━━━ Selected text
Fruits and vegetables or their natural constituents which increase detoxication enzymes and/or reduce activating enzymes are considered as good candidates to prevent chemically-induced carcinogenesis. In this study, rats were fed a diet supplemented with 20% onion powder for 9 days. Several cytochrome P450 (CYP)s enzymes (CYP 1A, 2B, 2E1, 3A), which are involved in carcinogen activation, were determined by measuring their enzyme activities using specific substrates. In addition, phase II enzymes activities such as UDP-glucuronosyltransferase (UGT) and glutathione S-transferase (GST), involved in detoxication of carcinogens, were measured. Protein levels of CYPs and GST A1/A2, A3/A5, Ml, M2 and P1 were measured using antibodies in Western blots. Consumption of onion induced CYP 1A and CYP 2B activities while it decreased CYP 2E1 activity. This later modification was accompanied by a decrease of CYP 2E1 levels. The same dietary treatment caused a slight increase of the total GST activity. The relative proportions of GST subunits were modified. GST Al/A2 subunits were increased while GST A3/A5 and GST M2 subunits were decreased and GST M1 and P1 were not modified. Onion consumption also increased p-nitrophenol UGT activity. Taken together, these results suggest that the decrease of CYP 2E1 and the increase of phase II enzymes by onion can afford protection against some carcinogens, while the decrease of some GST subunits could increase the genotoxic effects of other chemicals. The modulating effect of onion could be ascribed to alk(en)yl polysulphides and/or glycosides of flavonols, which were identified in the onion powder.
━━━━━━
For each statement below, say whether it agrees with the text on the onion diet above, answering yes or no and quoting the words from that text that settle it. (a) The rats ate the onion-supplemented diet for 9 days. (b) Eating onion lowered CYP 1A activity. (c) Eating onion lowered p-nitrophenol UGT activity.
━━━ Data under study
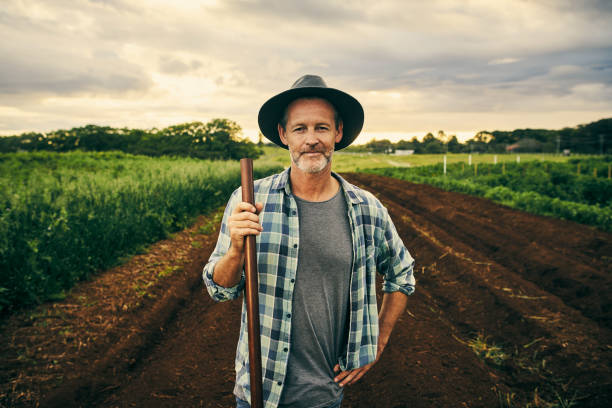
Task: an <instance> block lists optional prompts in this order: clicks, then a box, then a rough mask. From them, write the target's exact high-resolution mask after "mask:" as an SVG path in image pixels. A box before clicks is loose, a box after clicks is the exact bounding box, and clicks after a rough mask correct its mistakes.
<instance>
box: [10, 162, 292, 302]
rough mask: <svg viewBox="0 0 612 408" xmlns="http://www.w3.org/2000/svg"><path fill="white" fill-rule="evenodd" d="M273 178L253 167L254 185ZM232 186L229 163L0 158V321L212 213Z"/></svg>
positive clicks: (212, 162)
mask: <svg viewBox="0 0 612 408" xmlns="http://www.w3.org/2000/svg"><path fill="white" fill-rule="evenodd" d="M278 170H280V168H279V167H270V166H268V167H264V166H258V167H256V169H255V176H256V177H263V176H265V175H267V174H270V173H271V172H276V171H278ZM239 184H240V170H239V165H238V163H235V162H210V161H203V160H197V159H189V158H182V159H179V158H157V159H153V158H149V157H145V156H133V155H129V154H124V153H119V152H109V153H83V152H70V153H48V152H35V153H13V154H0V282H1V283H0V285H1V287H0V311H2V310H7V309H12V308H14V307H18V306H21V305H29V304H35V303H39V302H41V301H45V300H47V299H51V298H59V297H61V295H62V294H63V293H65V291H66V290H67V289H69V288H70V287H71V286H72V285H73V284H74V283H75V282H76V281H78V280H82V279H86V278H87V276H89V275H90V274H91V273H93V272H95V271H97V270H99V269H103V268H107V267H109V266H112V265H114V264H115V263H116V262H117V260H118V259H120V258H121V257H123V256H125V255H129V254H131V253H134V252H135V251H137V250H138V248H142V247H143V246H145V245H147V244H149V243H152V242H155V241H157V240H159V239H162V238H164V237H166V236H168V234H170V233H171V232H173V231H176V230H178V229H181V228H184V227H185V226H187V225H188V224H189V223H190V222H192V220H193V219H194V218H195V216H197V215H198V214H201V213H206V212H209V211H211V210H213V209H214V208H217V207H218V206H219V205H221V204H223V203H224V202H225V201H226V200H227V198H228V196H229V194H230V193H231V191H233V190H234V189H235V188H236V187H237V186H238V185H239Z"/></svg>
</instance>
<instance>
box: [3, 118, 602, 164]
mask: <svg viewBox="0 0 612 408" xmlns="http://www.w3.org/2000/svg"><path fill="white" fill-rule="evenodd" d="M241 132H242V129H241V127H240V126H239V125H238V124H237V123H236V122H234V121H232V120H229V119H212V120H211V121H209V122H207V123H202V122H189V123H183V124H179V125H174V126H169V127H167V128H164V129H161V130H160V129H155V128H154V129H149V130H143V129H128V128H112V127H109V126H97V125H87V126H83V127H75V128H72V129H69V130H55V131H52V132H49V133H38V132H28V133H22V134H20V135H16V136H4V137H0V152H7V153H8V152H17V151H35V150H47V151H55V152H66V151H70V150H84V151H108V150H120V151H123V152H126V153H131V154H142V155H147V156H172V155H174V156H189V157H196V158H201V159H212V160H238V159H240V158H242V157H251V158H257V157H259V156H260V155H261V154H262V153H263V152H262V150H261V149H259V146H261V145H263V141H262V136H261V135H260V138H259V143H258V144H255V143H252V142H251V141H249V140H247V139H241V138H240V137H239V135H240V134H241ZM611 142H612V118H608V119H601V120H599V121H596V122H591V123H589V124H585V125H578V126H576V127H566V128H563V129H560V130H549V129H515V130H511V131H502V130H494V131H480V132H478V133H477V134H476V135H475V136H474V137H473V138H472V139H470V140H467V141H466V142H464V143H461V142H459V140H458V139H457V136H455V135H447V134H445V133H444V131H442V130H440V131H438V133H437V136H434V135H433V134H432V133H428V134H427V135H425V137H424V138H423V140H421V141H419V140H418V139H417V137H416V136H415V137H413V138H412V139H410V140H400V141H399V142H396V143H393V142H391V141H389V140H388V139H383V140H372V141H371V142H369V143H366V144H365V145H354V146H350V147H348V148H347V151H353V152H373V153H393V152H396V151H398V150H412V151H413V152H414V153H416V154H421V153H423V154H437V153H478V152H480V153H504V152H533V153H563V152H564V150H566V149H567V150H569V151H570V152H571V153H582V154H610V153H612V146H611Z"/></svg>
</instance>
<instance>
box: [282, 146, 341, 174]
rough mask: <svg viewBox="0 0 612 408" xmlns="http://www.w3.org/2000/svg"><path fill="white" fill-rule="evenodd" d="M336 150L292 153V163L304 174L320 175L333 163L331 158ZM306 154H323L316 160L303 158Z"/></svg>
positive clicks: (307, 150)
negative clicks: (321, 172)
mask: <svg viewBox="0 0 612 408" xmlns="http://www.w3.org/2000/svg"><path fill="white" fill-rule="evenodd" d="M333 152H334V150H333V149H331V150H329V151H325V150H320V149H318V150H307V151H303V152H293V151H292V152H291V161H293V163H295V165H296V166H297V168H298V169H300V170H302V171H303V172H304V173H311V174H316V173H320V172H321V171H323V169H325V168H326V167H327V165H328V164H329V162H331V157H332V154H333ZM305 153H321V154H320V155H317V158H316V159H315V160H313V159H311V158H307V157H302V156H303V155H304V154H305Z"/></svg>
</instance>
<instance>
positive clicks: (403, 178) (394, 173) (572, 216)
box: [367, 166, 612, 231]
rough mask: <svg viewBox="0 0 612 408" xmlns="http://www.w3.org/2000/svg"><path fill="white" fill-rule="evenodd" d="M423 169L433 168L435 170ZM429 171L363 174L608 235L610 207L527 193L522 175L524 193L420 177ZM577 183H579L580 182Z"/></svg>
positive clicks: (419, 170) (530, 182)
mask: <svg viewBox="0 0 612 408" xmlns="http://www.w3.org/2000/svg"><path fill="white" fill-rule="evenodd" d="M427 167H432V168H433V167H435V166H427ZM438 167H439V166H438ZM464 167H467V166H464ZM431 170H432V169H419V168H414V169H405V168H401V169H398V168H381V169H372V170H367V172H369V173H374V174H380V175H383V176H388V177H394V178H398V179H401V180H406V181H410V182H413V183H421V184H429V185H433V186H435V187H439V188H442V189H444V190H447V191H456V192H460V193H464V194H470V195H475V196H479V197H485V198H488V199H491V200H493V201H496V202H498V203H501V204H504V205H507V206H509V207H513V208H517V209H520V210H523V211H527V212H530V213H533V214H539V215H546V216H552V217H556V218H562V219H566V220H571V221H575V222H579V223H582V224H588V225H593V226H596V227H598V228H600V229H602V230H605V231H612V207H610V206H609V205H607V206H600V205H598V204H595V205H590V204H585V203H580V202H575V201H570V200H564V199H561V198H559V197H551V196H548V195H546V194H542V193H539V192H536V191H528V190H526V187H525V186H529V185H536V184H537V181H534V180H530V179H529V178H528V177H527V176H526V175H525V174H526V173H524V174H523V178H524V184H523V187H522V188H524V189H525V190H526V191H525V190H524V191H517V190H513V189H512V188H510V187H506V186H504V185H497V186H492V185H490V184H489V183H490V182H491V181H490V179H487V178H486V177H487V176H482V179H483V180H485V181H484V182H481V178H480V177H478V176H467V175H466V176H465V177H464V178H462V179H459V178H458V177H452V176H449V174H451V173H447V176H444V175H441V172H439V173H437V174H438V175H435V174H436V173H435V172H434V171H432V173H431V175H423V174H422V173H427V172H428V171H431ZM433 170H436V169H433ZM509 170H511V169H506V171H509ZM472 171H473V170H472ZM419 173H421V174H419ZM519 174H520V171H519ZM578 181H580V179H579V180H578ZM605 182H608V183H610V181H609V180H605ZM608 202H609V201H608Z"/></svg>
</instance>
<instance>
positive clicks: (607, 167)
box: [364, 156, 612, 231]
mask: <svg viewBox="0 0 612 408" xmlns="http://www.w3.org/2000/svg"><path fill="white" fill-rule="evenodd" d="M364 171H365V172H368V173H372V174H380V175H384V176H390V177H394V178H398V179H401V180H407V181H411V182H415V183H425V184H430V185H433V186H436V187H440V188H442V189H444V190H449V191H457V192H461V193H466V194H471V195H475V196H480V197H485V198H488V199H491V200H493V201H496V202H498V203H501V204H504V205H508V206H510V207H514V208H517V209H520V210H523V211H527V212H530V213H533V214H539V215H547V216H553V217H556V218H562V219H567V220H571V221H576V222H580V223H583V224H589V225H592V226H595V227H597V228H600V229H602V230H604V231H612V162H611V160H610V157H601V156H600V157H591V158H582V159H576V158H573V159H571V160H569V161H568V162H565V163H562V162H550V161H539V160H537V161H531V162H526V163H505V162H503V163H499V162H498V163H497V164H491V163H481V164H480V165H479V164H478V163H473V164H472V165H467V164H466V163H465V162H460V163H453V164H449V165H447V166H446V173H444V166H443V164H441V163H438V164H433V165H428V166H420V167H415V168H398V167H396V168H391V167H387V168H379V169H366V170H364Z"/></svg>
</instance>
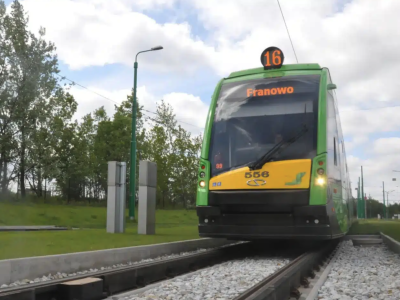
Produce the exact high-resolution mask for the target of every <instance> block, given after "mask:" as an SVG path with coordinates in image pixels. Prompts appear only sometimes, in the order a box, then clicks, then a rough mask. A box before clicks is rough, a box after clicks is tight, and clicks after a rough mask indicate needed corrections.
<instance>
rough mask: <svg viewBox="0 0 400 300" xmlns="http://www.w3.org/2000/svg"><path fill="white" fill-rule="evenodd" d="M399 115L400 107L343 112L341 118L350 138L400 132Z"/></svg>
mask: <svg viewBox="0 0 400 300" xmlns="http://www.w3.org/2000/svg"><path fill="white" fill-rule="evenodd" d="M399 114H400V106H399V107H389V108H382V109H375V110H364V111H360V110H359V111H342V112H341V116H340V118H341V122H342V130H343V132H344V134H345V135H348V136H357V135H366V134H371V133H374V132H376V133H382V132H391V131H398V130H399V128H400V118H399V117H398V116H399Z"/></svg>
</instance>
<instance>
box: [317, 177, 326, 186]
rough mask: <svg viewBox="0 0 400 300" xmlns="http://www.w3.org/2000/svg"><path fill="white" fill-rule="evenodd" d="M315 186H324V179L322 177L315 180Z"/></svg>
mask: <svg viewBox="0 0 400 300" xmlns="http://www.w3.org/2000/svg"><path fill="white" fill-rule="evenodd" d="M317 184H318V185H324V184H325V178H324V177H318V178H317Z"/></svg>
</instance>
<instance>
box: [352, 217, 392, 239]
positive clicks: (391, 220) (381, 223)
mask: <svg viewBox="0 0 400 300" xmlns="http://www.w3.org/2000/svg"><path fill="white" fill-rule="evenodd" d="M379 232H382V233H383V234H386V235H388V236H390V237H392V238H394V239H395V240H397V241H399V242H400V220H391V221H385V220H378V219H371V220H359V221H357V222H356V223H354V224H353V226H352V227H351V228H350V231H349V234H379Z"/></svg>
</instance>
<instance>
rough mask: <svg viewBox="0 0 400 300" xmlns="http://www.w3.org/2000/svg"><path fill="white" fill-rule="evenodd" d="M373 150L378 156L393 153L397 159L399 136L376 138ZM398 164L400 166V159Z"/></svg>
mask: <svg viewBox="0 0 400 300" xmlns="http://www.w3.org/2000/svg"><path fill="white" fill-rule="evenodd" d="M373 151H374V153H376V154H377V155H379V156H383V155H385V156H386V155H395V156H397V159H398V158H399V155H400V138H395V137H393V138H380V139H377V140H375V142H374V147H373ZM398 165H399V167H400V161H399V162H398Z"/></svg>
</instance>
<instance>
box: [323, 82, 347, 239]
mask: <svg viewBox="0 0 400 300" xmlns="http://www.w3.org/2000/svg"><path fill="white" fill-rule="evenodd" d="M328 83H330V82H329V81H328ZM326 108H327V113H326V115H327V118H326V122H327V138H326V140H327V141H326V142H327V158H328V159H327V164H328V166H327V212H328V216H329V221H330V226H331V229H332V236H333V237H338V236H341V235H343V233H344V232H346V231H347V221H346V218H347V208H346V205H345V201H344V195H343V188H342V181H343V180H342V179H344V177H343V174H342V167H341V165H342V163H341V159H343V155H340V151H339V150H340V149H339V148H340V142H339V141H341V140H343V139H341V135H340V133H341V132H340V130H339V126H338V122H337V121H338V118H337V113H338V112H337V107H336V103H335V98H334V96H333V93H332V91H327V92H326Z"/></svg>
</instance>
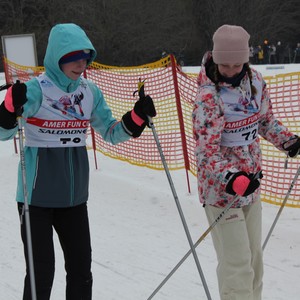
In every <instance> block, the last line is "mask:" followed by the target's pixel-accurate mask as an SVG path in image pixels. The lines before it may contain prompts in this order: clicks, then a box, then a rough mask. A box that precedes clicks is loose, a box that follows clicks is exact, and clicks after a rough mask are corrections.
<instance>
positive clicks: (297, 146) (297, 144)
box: [282, 135, 300, 157]
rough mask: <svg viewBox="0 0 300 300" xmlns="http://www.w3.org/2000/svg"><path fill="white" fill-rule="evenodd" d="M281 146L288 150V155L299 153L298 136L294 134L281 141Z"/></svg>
mask: <svg viewBox="0 0 300 300" xmlns="http://www.w3.org/2000/svg"><path fill="white" fill-rule="evenodd" d="M282 147H283V149H284V150H285V151H288V155H289V157H295V156H297V155H298V154H299V153H300V138H299V137H298V136H297V135H296V136H295V137H294V138H292V139H290V140H289V141H286V142H285V143H283V145H282Z"/></svg>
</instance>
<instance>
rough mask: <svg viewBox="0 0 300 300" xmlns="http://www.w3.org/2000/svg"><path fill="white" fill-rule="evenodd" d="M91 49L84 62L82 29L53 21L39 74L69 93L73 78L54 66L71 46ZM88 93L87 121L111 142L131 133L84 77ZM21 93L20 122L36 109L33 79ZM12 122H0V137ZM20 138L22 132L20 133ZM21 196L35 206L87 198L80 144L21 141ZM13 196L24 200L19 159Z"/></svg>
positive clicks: (119, 138)
mask: <svg viewBox="0 0 300 300" xmlns="http://www.w3.org/2000/svg"><path fill="white" fill-rule="evenodd" d="M83 49H89V50H91V59H90V60H89V61H88V64H90V63H91V62H92V61H93V60H94V59H95V57H96V54H97V53H96V50H95V48H94V46H93V45H92V43H91V41H90V40H89V38H88V37H87V35H86V34H85V32H84V31H83V30H82V29H81V28H80V27H79V26H77V25H75V24H58V25H56V26H54V27H53V28H52V30H51V32H50V35H49V40H48V45H47V50H46V54H45V58H44V66H45V74H46V75H47V76H48V77H49V78H50V79H51V80H52V82H53V83H54V84H55V85H57V87H59V88H60V89H61V90H62V91H64V92H67V93H71V92H73V91H75V90H76V89H77V87H78V85H79V81H80V79H78V80H72V79H70V78H68V77H67V76H66V75H65V74H64V73H63V72H62V70H61V69H60V66H59V60H60V58H61V57H62V56H64V55H66V54H68V53H70V52H73V51H77V50H83ZM88 85H89V88H90V90H91V91H92V94H93V98H92V99H88V100H89V101H93V109H92V114H91V119H90V125H91V127H93V128H94V130H95V131H96V132H98V133H99V134H100V135H101V136H102V137H103V139H104V140H105V141H107V142H109V143H112V144H117V143H120V142H124V141H126V140H128V139H129V138H131V136H130V135H129V134H128V133H126V131H125V130H124V128H123V126H122V124H121V122H119V121H117V120H116V119H115V118H114V117H113V116H112V112H111V110H110V108H109V107H108V105H107V103H106V102H105V99H104V97H103V94H102V92H101V91H100V90H99V88H98V87H97V86H96V85H95V84H94V83H93V82H91V81H88ZM26 86H27V94H26V95H27V99H28V101H27V102H26V103H25V105H24V107H23V108H24V111H23V118H22V122H25V121H26V118H30V117H34V115H35V114H36V113H37V111H38V110H39V108H40V106H41V103H42V99H43V95H42V90H41V88H40V85H39V83H38V80H37V79H36V78H33V79H31V80H29V81H28V82H26ZM17 130H18V128H17V127H16V128H13V129H4V128H1V127H0V140H3V141H4V140H9V139H12V138H13V137H14V136H15V135H16V133H17ZM25 138H26V137H25ZM24 155H25V169H26V183H27V199H28V203H29V204H30V205H34V206H40V207H70V206H75V205H79V204H81V203H84V202H86V201H87V200H88V185H89V162H88V155H87V150H86V147H85V146H84V147H64V148H46V147H45V148H43V147H24ZM16 200H17V201H18V202H24V194H23V180H22V170H21V165H19V170H18V185H17V196H16Z"/></svg>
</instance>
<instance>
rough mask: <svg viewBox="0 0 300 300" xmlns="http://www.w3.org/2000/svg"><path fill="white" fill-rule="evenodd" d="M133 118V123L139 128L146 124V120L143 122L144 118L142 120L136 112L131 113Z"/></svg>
mask: <svg viewBox="0 0 300 300" xmlns="http://www.w3.org/2000/svg"><path fill="white" fill-rule="evenodd" d="M131 118H132V120H133V122H134V123H135V124H136V125H138V126H142V125H143V124H144V122H145V120H143V119H142V118H140V117H139V116H138V115H137V114H136V113H135V111H134V110H132V111H131Z"/></svg>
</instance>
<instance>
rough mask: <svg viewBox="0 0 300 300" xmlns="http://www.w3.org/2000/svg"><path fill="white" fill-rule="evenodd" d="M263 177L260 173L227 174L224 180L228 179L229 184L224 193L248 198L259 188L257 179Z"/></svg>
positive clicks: (238, 173) (261, 173) (259, 183)
mask: <svg viewBox="0 0 300 300" xmlns="http://www.w3.org/2000/svg"><path fill="white" fill-rule="evenodd" d="M262 177H263V175H262V173H261V172H258V173H255V174H253V173H250V174H247V173H246V172H237V173H231V172H229V173H228V174H227V175H226V179H229V182H228V183H227V186H226V192H227V193H228V194H230V195H236V194H238V195H241V196H243V197H246V196H249V195H250V194H252V193H254V192H255V190H256V189H258V187H259V186H260V182H259V180H258V179H261V178H262Z"/></svg>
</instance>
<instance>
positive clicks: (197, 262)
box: [148, 116, 211, 300]
mask: <svg viewBox="0 0 300 300" xmlns="http://www.w3.org/2000/svg"><path fill="white" fill-rule="evenodd" d="M148 120H149V126H150V127H151V129H152V133H153V136H154V139H155V142H156V145H157V149H158V151H159V154H160V157H161V161H162V163H163V166H164V169H165V172H166V175H167V178H168V181H169V184H170V187H171V190H172V193H173V196H174V199H175V202H176V205H177V209H178V212H179V215H180V218H181V221H182V224H183V227H184V230H185V233H186V236H187V239H188V242H189V244H190V248H191V250H190V251H191V252H192V253H193V256H194V260H195V263H196V266H197V269H198V272H199V275H200V278H201V281H202V284H203V287H204V290H205V293H206V297H207V299H208V300H211V296H210V293H209V289H208V286H207V283H206V280H205V277H204V274H203V271H202V269H201V266H200V262H199V259H198V256H197V253H196V250H195V248H194V245H193V241H192V238H191V235H190V232H189V229H188V226H187V223H186V220H185V217H184V214H183V211H182V209H181V205H180V202H179V199H178V196H177V193H176V190H175V187H174V184H173V181H172V178H171V175H170V172H169V168H168V166H167V163H166V159H165V156H164V153H163V151H162V147H161V145H160V142H159V139H158V136H157V133H156V130H155V127H154V124H153V121H152V118H151V117H149V116H148ZM151 298H152V297H150V298H148V299H151Z"/></svg>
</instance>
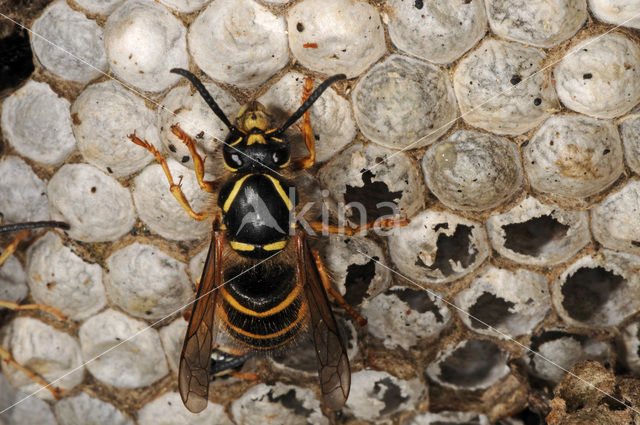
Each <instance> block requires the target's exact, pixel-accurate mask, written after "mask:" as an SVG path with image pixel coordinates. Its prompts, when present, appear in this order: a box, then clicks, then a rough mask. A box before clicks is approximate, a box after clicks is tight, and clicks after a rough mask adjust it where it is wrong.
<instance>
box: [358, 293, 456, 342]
mask: <svg viewBox="0 0 640 425" xmlns="http://www.w3.org/2000/svg"><path fill="white" fill-rule="evenodd" d="M362 314H363V315H364V316H365V317H366V318H367V321H368V329H369V333H371V335H373V336H375V337H376V338H378V339H379V340H381V341H382V343H383V344H384V346H385V348H388V349H390V350H393V349H395V348H397V347H402V348H403V349H405V350H409V348H411V347H414V346H416V345H418V343H420V342H421V341H423V340H425V339H428V338H432V337H435V336H437V335H438V334H440V332H442V331H443V330H444V329H445V328H446V327H447V326H448V325H449V323H450V321H451V311H449V308H447V306H446V304H445V302H444V301H443V300H442V297H441V296H440V295H439V294H436V293H434V292H433V291H430V290H424V289H420V288H418V289H414V288H408V287H404V286H394V287H392V288H391V289H389V290H388V291H386V292H384V293H382V294H380V295H378V296H377V297H375V298H374V299H372V300H371V302H370V303H369V304H368V305H367V306H366V307H365V308H364V309H363V311H362Z"/></svg>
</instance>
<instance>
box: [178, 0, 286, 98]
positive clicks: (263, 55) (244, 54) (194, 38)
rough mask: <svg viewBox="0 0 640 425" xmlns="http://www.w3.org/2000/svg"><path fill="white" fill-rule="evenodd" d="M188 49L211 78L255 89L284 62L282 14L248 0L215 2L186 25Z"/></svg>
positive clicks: (284, 39) (222, 0)
mask: <svg viewBox="0 0 640 425" xmlns="http://www.w3.org/2000/svg"><path fill="white" fill-rule="evenodd" d="M189 52H190V53H191V56H192V57H193V60H194V61H195V63H196V64H197V65H198V66H199V67H200V69H202V70H203V71H204V72H205V73H206V74H207V75H208V76H209V77H211V78H213V79H214V80H216V81H221V82H224V83H228V84H233V85H236V86H238V87H242V88H255V87H258V86H259V85H261V84H262V83H264V82H265V81H267V80H268V79H269V78H271V77H272V76H273V75H275V74H276V73H277V72H278V71H280V70H281V69H282V68H284V66H285V65H286V64H287V63H288V62H289V50H288V49H287V35H286V25H285V22H284V17H283V16H276V15H274V14H273V13H271V12H270V11H269V9H267V8H266V7H265V6H262V5H260V4H258V3H256V2H255V1H253V0H216V1H214V2H212V3H211V4H210V5H209V6H208V7H207V8H206V9H205V10H204V11H203V12H202V13H200V14H199V15H198V17H197V18H196V20H195V21H194V22H193V24H191V27H190V28H189Z"/></svg>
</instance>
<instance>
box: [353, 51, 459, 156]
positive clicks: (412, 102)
mask: <svg viewBox="0 0 640 425" xmlns="http://www.w3.org/2000/svg"><path fill="white" fill-rule="evenodd" d="M351 97H352V100H353V109H354V111H355V117H356V122H357V123H358V126H359V127H360V130H361V131H362V133H363V134H364V135H365V136H366V137H367V138H369V139H370V140H373V141H374V142H376V143H378V144H381V145H383V146H385V147H388V148H391V149H416V148H419V147H422V146H427V145H429V144H430V143H433V142H434V141H435V140H437V139H438V137H440V136H442V135H443V134H444V133H446V132H447V130H448V129H449V128H450V127H451V126H452V125H453V123H454V121H455V118H456V116H457V107H456V100H455V96H454V95H453V90H452V89H451V83H450V82H449V79H448V78H447V75H446V74H445V73H444V72H443V71H442V70H441V69H440V68H438V67H436V66H434V65H431V64H428V63H425V62H421V61H418V60H415V59H411V58H408V57H404V56H400V55H391V56H389V57H388V58H387V59H385V61H384V62H381V63H378V64H377V65H375V66H374V67H373V68H372V69H371V70H370V71H369V72H367V73H366V74H365V76H364V77H363V78H362V79H361V80H360V81H359V82H358V85H357V86H356V88H355V89H354V91H353V94H352V96H351Z"/></svg>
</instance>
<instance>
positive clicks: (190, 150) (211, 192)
mask: <svg viewBox="0 0 640 425" xmlns="http://www.w3.org/2000/svg"><path fill="white" fill-rule="evenodd" d="M171 132H172V133H173V134H174V135H175V136H176V137H177V138H178V139H180V140H182V143H184V144H185V145H186V146H187V149H189V153H190V154H191V157H192V158H193V168H194V169H195V171H196V178H197V179H198V184H199V185H200V189H202V190H204V191H205V192H208V193H214V192H215V191H216V184H215V183H214V182H212V181H206V180H205V179H204V161H206V160H207V157H206V155H205V157H204V159H202V157H201V156H200V154H199V153H198V151H196V143H195V142H194V141H193V139H192V138H191V136H189V135H188V134H187V133H185V132H184V130H182V129H181V128H180V126H179V125H178V124H174V125H172V126H171Z"/></svg>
━━━━━━
- **Problem solution**:
(a) Yes: "rats were fed a diet supplemented with 20% onion powder for 9 days"
(b) No: "Consumption of onion induced CYP 1A and CYP 2B activities"
(c) No: "Onion consumption also increased p-nitrophenol UGT activity."